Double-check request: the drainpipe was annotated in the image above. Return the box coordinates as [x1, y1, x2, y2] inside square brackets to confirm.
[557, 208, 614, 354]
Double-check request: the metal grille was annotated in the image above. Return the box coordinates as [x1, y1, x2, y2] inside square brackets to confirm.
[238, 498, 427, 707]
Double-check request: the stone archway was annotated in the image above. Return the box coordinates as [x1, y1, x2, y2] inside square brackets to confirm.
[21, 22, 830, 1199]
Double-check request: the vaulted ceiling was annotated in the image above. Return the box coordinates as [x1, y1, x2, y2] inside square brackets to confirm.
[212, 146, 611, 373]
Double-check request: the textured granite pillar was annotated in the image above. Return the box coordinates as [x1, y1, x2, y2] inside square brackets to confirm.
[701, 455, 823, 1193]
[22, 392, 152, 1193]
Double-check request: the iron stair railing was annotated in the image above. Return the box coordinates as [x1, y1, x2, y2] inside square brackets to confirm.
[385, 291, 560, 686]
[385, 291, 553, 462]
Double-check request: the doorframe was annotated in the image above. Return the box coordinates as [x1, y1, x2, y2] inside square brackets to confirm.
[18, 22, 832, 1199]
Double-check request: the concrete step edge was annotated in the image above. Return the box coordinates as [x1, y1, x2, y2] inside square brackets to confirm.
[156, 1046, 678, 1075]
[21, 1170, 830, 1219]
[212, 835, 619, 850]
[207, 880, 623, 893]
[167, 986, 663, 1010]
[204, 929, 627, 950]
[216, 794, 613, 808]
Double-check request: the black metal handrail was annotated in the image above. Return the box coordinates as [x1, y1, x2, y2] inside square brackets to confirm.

---

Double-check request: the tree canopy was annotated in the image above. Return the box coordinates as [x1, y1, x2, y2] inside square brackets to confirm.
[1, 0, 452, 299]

_Exercise_. Within the material above, copy exactly the lines from the line that holds "Double-check request: the concrete" up to and including the line that holds "Double-check request: the black".

_Output_.
Double-check request: the concrete step edge was annotated in the image above. Return the box coordinates as [x1, y1, x2, y2] inside square brackets to confirm.
[156, 1046, 678, 1075]
[21, 1170, 830, 1219]
[212, 835, 619, 850]
[207, 880, 623, 893]
[167, 986, 663, 1010]
[204, 929, 627, 950]
[216, 794, 613, 808]
Double-check request: the black metal handrail was annotated in the image above. Return the box coordinates as [x1, y1, x2, y2] inside square brackets to confirm.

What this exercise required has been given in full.